What is asked:
1: In the news excerpt on Mahmoud Abbas's Holocaust remarks, whom did Mr. Scholz arrange a call with to explain the incident personally?
2: Write the next part of the news excerpt on Mahmoud Abbas's Holocaust remarks, picking up after its final sentence.

Document extract:
--*--

German Chancellor Olaf Scholz stood alongside Mr. Abbas as the president made the comment, and later faced criticism for not immediately pushing back. Mr. Scholz said on Wednesday that he was “disgusted by the outrageous remarks.”

Mr. Abbas rowed back his remarks on Wednesday, in a statement saying he doesn’t deny the Holocaust ordered by German Nazis that killed six million Jews during World War II, and was referring to “crimes and massacres” carried out by Israelis since the 1948 war between Israel and the Palestinians.

The statement, published by the Palestinian Authority’s official news agency, said that Mr. Abbas’s comments at the news conference with the German chancellor weren’t intended “to deny the singularity of the Holocaust that occurred in the last century” and said he “condemns it in the strongest terms.”

“What is meant by the crimes that President Mahmoud Abbas spoke about are the crimes and massacres committed against the Palestinian people since [1948]…These crimes have not stopped to this day,” the statement said.

Steffen Hebestreit, Mr. Scholz’s spokesman, said the incident cast a “dark shadow” over Germany’s relations with the Palestinian authority. He added that he regretted ending Tuesday’s joint press conference immediately after Mr. Abbas’s comments without giving Mr. Scholz a chance to respond.

Mr. Scholz arranged a call with Israel’s Prime Minister Yair Lapid to personally explain the incident, the government spokesman said.

“For us Germans in particular, any relativization of the singularity of the Holocaust is intolerable and unacceptable,” Mr. Scholz tweeted Wednesday. “I condemn any attempt to deny the crimes of the Holocaust.”

Mr. Abbas made the controversial remarks in response to a reporter’s question about whether the Palestinian Authority would apologize for the attack on the Israeli team at the 1972 Olympic Games in Munich by the Palestinian terrorist group Black September. The nine Israeli hostages died in the attack, which ended in a botched rescue attempt by German police.

“Between 1947 and today Israel committed 50 massacres in 50 Palestinian settlements… 50 massacres, 50 Holocausts,” Mr. Abbas said, without answering the reporter’s question.

Mr. Hebestreit then closed the press conference and Mr. Scholz shook Mr. Abbas’s hand without responding, prompting criticism from Jewish leaders, opposition politicians and even members of the ruling coalition.

Mr. Hebestreit, who is also the spokesman of the German government, said Mr. Scholz regretted not having immediately reacted to Mr. Abbas’s accusations.

--*--

Items:
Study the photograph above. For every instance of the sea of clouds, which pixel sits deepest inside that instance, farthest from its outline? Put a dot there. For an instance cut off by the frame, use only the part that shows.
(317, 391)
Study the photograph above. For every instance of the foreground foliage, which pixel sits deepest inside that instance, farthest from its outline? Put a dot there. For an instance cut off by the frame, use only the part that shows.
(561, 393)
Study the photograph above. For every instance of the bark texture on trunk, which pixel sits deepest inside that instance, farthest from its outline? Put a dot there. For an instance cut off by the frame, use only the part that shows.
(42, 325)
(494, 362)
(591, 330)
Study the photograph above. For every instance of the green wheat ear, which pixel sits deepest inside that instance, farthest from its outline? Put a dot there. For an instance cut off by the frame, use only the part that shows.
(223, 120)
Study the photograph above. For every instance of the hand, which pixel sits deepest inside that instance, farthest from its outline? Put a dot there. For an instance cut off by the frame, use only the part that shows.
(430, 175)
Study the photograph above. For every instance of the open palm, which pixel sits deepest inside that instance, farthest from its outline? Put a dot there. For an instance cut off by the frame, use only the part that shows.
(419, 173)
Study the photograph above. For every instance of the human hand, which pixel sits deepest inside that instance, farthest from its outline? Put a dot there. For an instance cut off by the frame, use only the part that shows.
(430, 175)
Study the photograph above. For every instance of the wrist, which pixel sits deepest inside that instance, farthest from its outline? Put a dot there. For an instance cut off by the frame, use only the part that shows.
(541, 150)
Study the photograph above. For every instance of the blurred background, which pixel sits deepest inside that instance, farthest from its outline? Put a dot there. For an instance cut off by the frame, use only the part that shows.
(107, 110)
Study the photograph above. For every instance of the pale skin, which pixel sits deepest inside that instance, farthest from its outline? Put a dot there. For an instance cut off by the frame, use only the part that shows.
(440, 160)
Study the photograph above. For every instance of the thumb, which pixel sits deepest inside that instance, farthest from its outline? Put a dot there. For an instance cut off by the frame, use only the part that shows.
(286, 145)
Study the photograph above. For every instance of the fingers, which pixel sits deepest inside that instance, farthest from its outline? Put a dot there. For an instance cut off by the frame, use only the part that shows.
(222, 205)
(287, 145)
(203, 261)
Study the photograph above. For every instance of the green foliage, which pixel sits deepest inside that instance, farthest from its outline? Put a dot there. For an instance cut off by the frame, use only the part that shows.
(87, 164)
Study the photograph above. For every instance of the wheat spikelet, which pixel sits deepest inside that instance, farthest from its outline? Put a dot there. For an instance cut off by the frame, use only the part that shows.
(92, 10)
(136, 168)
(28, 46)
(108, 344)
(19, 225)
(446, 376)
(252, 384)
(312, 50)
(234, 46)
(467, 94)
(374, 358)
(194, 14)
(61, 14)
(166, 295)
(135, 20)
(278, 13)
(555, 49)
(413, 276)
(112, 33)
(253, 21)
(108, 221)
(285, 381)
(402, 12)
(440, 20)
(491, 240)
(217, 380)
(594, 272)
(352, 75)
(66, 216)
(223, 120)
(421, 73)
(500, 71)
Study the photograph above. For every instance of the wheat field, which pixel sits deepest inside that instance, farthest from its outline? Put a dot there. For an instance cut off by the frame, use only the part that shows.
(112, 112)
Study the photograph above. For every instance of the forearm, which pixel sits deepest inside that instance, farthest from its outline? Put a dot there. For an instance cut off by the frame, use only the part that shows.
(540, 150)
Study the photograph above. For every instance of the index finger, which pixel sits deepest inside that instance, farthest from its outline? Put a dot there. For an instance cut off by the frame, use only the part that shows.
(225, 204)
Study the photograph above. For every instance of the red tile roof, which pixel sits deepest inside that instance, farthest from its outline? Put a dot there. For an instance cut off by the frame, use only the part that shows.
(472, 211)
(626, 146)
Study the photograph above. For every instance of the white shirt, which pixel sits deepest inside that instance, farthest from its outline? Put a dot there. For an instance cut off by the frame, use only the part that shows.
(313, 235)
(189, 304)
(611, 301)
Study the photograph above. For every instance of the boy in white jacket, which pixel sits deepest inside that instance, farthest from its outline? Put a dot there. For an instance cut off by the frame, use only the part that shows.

--*--

Outputs:
1: Israel's Prime Minister Yair Lapid

2:
In Israel, Mr. Lapid slammed Mr. Abbas’s remarks as a moral disgrace and a monstrous lie. “History will never forgive him,” said Mr. Lapid, himself the son of a Holocaust survivor. Israeli Defense Minister Benny Gantz called the comparison between Israeli soldiers and Nazis “despicable and false.”

“The unfortunate and unfounded comparison between the Holocaust, carried out by the Germans and their accomplices in an attempt to exterminate the Jewish people, and the Israeli military, which protects the existence of Israel in its land, the citizens of Israel and its sovereignty from brutal terrorism, is Holocaust denial,” Mr. Gantz said.

Palestinian Prime Minister Mohammad Shtayyeh said that Mr. Abbas hadn’t denied the Holocaust, but had “told the world not to shut their eyes on the massacres that were committed against the Palestinian people.”

“A massacre is a massacre, regardless of the identity of the victims or the perpetrators, and the occupation is an occupation regardless of when and how,” Mr. Shtayyeh said in Ramallah earlier Wednesday.

The memory of the Holocaust in Europe during World War II plays a central role in German politics and society. All of Germany’s postwar governments have unequivocally committed to supporting the state of Israel and fighting anti-Semitism.

Denying the Holocaust is also banned by law in Germany, as is the display of any symbol of the Nazi movement. Nonetheless, anti-Semitic incidents have steadily been rising in recent years, especially coinciding with protests against Israel’s military interventions in Gaza.

At the same time, Berlin is one of the largest donors to the Palestinian Authority and to charities in the territories, both bilaterally as well as via international organizations.

“To relativize the Holocaust, with its six million dead, is absolutely unacceptable, but to do this on German soil is inexcusable,” Mr. Hebestreit told reporters on Wednesday.